Requirements:
Rewrite the stretch of data from the line containing "Find the **yellow-green" through the line containing "138L680 113L645 73L582", swapping "Find" for "Locate" and leaving everything else unchanged.

Contour labeling data:
-- Begin --
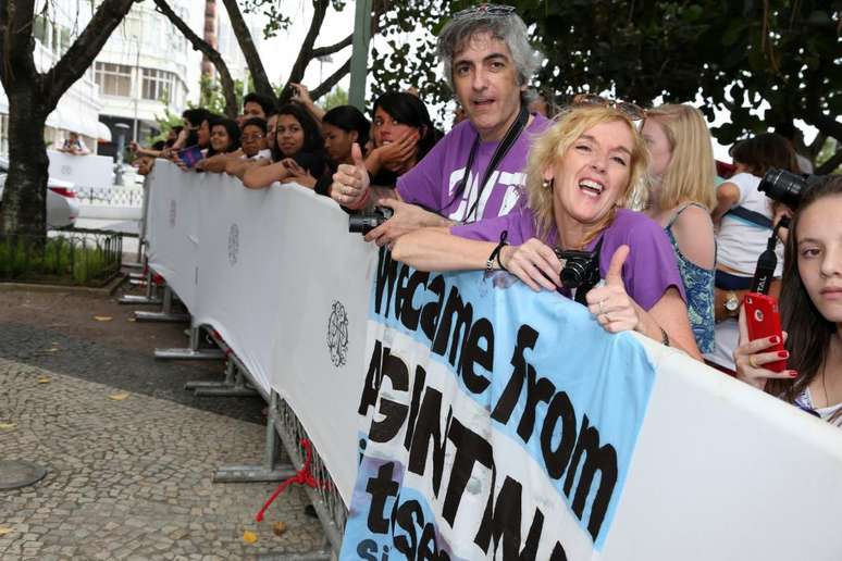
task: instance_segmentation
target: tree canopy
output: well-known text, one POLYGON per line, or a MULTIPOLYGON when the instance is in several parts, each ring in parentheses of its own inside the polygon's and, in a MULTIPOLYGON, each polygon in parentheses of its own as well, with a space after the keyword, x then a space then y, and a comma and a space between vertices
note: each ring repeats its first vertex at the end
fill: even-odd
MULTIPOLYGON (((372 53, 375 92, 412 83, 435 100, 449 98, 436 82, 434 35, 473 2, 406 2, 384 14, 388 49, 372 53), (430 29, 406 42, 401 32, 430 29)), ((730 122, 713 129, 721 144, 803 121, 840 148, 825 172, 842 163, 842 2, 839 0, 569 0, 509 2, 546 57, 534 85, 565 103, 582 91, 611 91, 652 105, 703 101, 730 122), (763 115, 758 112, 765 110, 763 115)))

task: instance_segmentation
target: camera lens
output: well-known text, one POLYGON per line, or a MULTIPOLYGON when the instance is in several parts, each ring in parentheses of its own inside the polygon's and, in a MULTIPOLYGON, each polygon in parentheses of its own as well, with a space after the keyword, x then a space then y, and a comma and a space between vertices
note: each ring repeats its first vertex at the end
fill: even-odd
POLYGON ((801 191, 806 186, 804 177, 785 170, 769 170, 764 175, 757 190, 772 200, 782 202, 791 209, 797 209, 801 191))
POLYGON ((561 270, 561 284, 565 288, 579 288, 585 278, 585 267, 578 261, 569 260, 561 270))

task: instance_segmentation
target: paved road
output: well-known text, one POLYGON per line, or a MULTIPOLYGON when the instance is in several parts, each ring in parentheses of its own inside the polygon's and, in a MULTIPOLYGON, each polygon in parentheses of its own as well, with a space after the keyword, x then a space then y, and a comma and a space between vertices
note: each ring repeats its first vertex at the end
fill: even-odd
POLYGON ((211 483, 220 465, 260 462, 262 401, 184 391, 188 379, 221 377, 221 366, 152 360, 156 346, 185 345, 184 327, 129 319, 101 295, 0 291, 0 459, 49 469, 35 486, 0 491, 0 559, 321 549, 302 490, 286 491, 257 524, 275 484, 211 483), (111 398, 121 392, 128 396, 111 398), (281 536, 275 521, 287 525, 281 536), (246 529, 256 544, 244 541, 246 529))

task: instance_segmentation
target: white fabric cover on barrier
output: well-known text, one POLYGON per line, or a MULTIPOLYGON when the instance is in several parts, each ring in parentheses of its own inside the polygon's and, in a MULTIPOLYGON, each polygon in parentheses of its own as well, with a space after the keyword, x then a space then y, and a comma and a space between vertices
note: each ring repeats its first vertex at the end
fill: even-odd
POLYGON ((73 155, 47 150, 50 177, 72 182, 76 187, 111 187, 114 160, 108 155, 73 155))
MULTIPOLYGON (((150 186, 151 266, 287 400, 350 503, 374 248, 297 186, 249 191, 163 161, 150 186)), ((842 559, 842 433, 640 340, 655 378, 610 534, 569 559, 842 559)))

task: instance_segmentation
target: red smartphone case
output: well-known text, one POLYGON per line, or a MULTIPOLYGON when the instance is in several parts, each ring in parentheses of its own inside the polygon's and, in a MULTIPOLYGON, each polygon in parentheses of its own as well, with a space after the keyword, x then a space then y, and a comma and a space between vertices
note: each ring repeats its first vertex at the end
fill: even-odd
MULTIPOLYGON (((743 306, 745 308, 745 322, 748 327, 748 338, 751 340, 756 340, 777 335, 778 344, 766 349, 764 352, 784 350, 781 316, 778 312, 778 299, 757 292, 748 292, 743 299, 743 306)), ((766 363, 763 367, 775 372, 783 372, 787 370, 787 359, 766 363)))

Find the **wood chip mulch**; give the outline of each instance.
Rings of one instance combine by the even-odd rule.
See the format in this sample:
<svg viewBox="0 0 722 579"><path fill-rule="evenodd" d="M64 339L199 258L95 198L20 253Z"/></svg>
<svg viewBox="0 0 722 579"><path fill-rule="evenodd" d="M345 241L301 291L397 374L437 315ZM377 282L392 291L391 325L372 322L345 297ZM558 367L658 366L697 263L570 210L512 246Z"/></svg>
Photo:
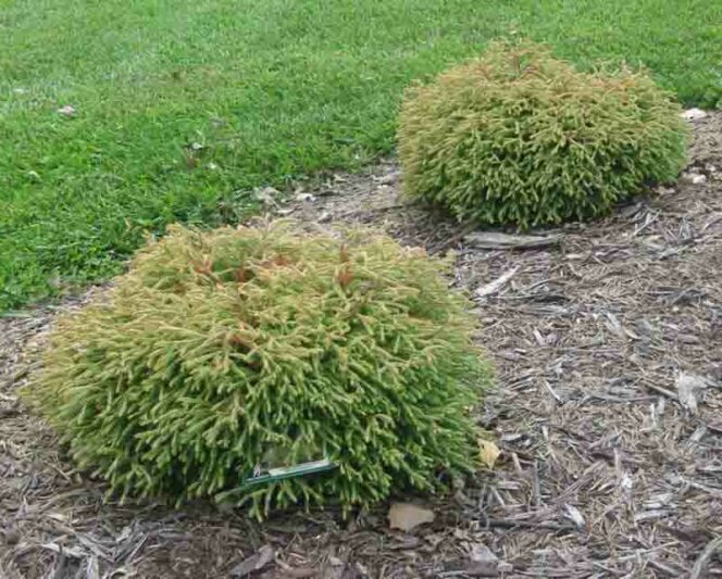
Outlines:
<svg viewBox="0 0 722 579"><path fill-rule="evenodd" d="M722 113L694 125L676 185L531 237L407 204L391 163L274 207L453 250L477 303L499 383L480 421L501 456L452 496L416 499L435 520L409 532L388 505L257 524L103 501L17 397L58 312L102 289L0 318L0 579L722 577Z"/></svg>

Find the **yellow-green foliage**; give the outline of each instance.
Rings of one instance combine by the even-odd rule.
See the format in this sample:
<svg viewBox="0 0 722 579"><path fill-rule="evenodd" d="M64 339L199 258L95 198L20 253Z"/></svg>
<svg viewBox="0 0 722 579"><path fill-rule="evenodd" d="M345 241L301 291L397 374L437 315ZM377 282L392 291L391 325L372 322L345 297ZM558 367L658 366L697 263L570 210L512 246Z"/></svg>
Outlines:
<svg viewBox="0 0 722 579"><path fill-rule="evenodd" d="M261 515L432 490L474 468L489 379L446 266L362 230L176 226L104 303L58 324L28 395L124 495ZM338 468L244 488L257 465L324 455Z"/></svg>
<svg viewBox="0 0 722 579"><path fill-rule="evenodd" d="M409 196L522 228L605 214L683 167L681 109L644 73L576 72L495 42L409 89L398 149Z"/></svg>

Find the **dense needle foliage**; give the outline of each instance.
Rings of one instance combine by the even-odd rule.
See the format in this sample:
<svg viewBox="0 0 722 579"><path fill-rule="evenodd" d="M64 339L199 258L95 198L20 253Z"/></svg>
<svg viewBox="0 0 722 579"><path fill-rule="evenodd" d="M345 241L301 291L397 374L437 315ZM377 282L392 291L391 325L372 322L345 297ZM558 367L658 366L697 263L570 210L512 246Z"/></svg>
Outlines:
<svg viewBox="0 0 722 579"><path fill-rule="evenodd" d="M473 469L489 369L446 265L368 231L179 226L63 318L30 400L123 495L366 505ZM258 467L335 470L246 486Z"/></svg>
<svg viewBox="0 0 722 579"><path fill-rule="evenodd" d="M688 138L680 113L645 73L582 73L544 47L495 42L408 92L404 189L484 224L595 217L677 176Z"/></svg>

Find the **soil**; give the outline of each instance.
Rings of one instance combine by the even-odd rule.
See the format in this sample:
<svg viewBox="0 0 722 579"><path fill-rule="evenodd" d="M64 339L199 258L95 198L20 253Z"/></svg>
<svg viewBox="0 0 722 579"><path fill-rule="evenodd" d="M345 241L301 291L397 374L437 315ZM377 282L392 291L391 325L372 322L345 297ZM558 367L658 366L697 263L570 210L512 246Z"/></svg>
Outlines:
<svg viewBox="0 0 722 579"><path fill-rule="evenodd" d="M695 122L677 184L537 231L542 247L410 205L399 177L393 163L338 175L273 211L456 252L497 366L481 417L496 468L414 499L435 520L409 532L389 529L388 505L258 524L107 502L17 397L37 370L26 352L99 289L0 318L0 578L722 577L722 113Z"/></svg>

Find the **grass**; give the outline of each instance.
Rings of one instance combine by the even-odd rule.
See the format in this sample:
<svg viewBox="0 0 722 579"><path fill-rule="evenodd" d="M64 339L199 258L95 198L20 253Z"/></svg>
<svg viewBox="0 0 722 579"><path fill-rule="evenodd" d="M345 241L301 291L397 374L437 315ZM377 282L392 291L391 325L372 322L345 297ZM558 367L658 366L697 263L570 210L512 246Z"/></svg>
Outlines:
-- End --
-- Begin --
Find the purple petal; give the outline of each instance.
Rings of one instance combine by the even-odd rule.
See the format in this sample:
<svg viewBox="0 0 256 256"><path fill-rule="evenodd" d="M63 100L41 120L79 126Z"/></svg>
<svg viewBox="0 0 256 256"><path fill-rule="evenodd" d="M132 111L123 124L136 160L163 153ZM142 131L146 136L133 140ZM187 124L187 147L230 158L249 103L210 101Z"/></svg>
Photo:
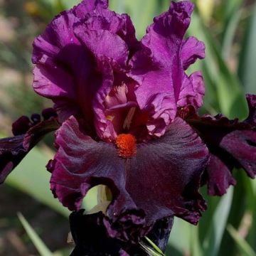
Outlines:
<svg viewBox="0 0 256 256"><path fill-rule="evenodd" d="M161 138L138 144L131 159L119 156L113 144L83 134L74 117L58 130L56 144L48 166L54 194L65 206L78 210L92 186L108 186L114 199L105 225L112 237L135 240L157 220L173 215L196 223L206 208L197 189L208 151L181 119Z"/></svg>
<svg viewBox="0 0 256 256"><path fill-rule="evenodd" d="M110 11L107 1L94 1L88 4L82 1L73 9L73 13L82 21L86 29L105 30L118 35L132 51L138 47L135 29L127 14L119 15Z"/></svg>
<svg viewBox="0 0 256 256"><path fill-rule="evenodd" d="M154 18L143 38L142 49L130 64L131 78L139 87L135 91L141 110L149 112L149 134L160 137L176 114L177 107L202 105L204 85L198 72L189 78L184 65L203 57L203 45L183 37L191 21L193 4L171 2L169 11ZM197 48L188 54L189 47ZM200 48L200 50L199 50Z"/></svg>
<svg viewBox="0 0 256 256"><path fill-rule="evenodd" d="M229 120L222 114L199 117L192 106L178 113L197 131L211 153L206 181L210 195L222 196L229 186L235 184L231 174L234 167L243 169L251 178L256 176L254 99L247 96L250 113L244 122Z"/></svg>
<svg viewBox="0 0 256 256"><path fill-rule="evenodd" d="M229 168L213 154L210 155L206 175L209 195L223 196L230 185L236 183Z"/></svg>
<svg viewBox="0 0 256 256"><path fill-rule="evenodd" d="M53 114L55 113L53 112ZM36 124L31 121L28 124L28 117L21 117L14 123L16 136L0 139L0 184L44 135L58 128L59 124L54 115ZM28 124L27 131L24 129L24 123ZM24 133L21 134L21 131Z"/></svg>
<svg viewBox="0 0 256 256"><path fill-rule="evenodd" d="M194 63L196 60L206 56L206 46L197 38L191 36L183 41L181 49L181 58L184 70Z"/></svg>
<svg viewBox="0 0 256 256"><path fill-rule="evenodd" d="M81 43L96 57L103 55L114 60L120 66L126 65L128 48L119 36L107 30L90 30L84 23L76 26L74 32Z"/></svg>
-- End --
-- Begin --
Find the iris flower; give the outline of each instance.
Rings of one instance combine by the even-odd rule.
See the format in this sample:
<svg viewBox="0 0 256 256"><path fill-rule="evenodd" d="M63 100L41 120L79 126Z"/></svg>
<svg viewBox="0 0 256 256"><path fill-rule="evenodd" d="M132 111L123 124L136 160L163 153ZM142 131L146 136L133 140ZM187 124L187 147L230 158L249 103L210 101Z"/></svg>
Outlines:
-- End --
Full response:
Locate the **yellow-green foliage**; give the outline of each instance.
Rings of one instance combine by the even-odd rule.
See the format in this sample:
<svg viewBox="0 0 722 579"><path fill-rule="evenodd" d="M64 339L199 258L95 198L20 253Z"/></svg>
<svg viewBox="0 0 722 579"><path fill-rule="evenodd" d="M345 241L301 291L397 374L437 315ZM377 282L392 291L391 325L372 322L345 297ZM558 367L658 366L697 263L570 210L512 246Z"/></svg>
Outlines:
<svg viewBox="0 0 722 579"><path fill-rule="evenodd" d="M261 515L432 490L474 468L489 379L446 266L362 230L176 226L104 303L58 324L28 395L124 495ZM338 468L244 488L257 465L324 455Z"/></svg>
<svg viewBox="0 0 722 579"><path fill-rule="evenodd" d="M409 196L522 228L605 214L683 167L681 109L644 73L576 72L495 42L409 89L398 149Z"/></svg>

Locate the **dense needle foliage**; give the outline of each instance.
Rings of one instance combine by the even-odd rule.
See the format in this sample:
<svg viewBox="0 0 722 579"><path fill-rule="evenodd" d="M64 339L199 258L95 198L20 253Z"/></svg>
<svg viewBox="0 0 722 579"><path fill-rule="evenodd" d="M345 241L301 291L397 374L437 315ZM377 282L392 291L391 325L372 322L345 297ZM558 367L658 366L697 263L570 210L512 246Z"/></svg>
Outlines:
<svg viewBox="0 0 722 579"><path fill-rule="evenodd" d="M473 469L489 369L446 265L368 231L179 226L63 318L30 400L123 495L366 505ZM258 467L335 470L246 486Z"/></svg>
<svg viewBox="0 0 722 579"><path fill-rule="evenodd" d="M688 138L680 113L645 73L582 73L544 47L495 42L408 92L404 189L484 224L595 217L677 176Z"/></svg>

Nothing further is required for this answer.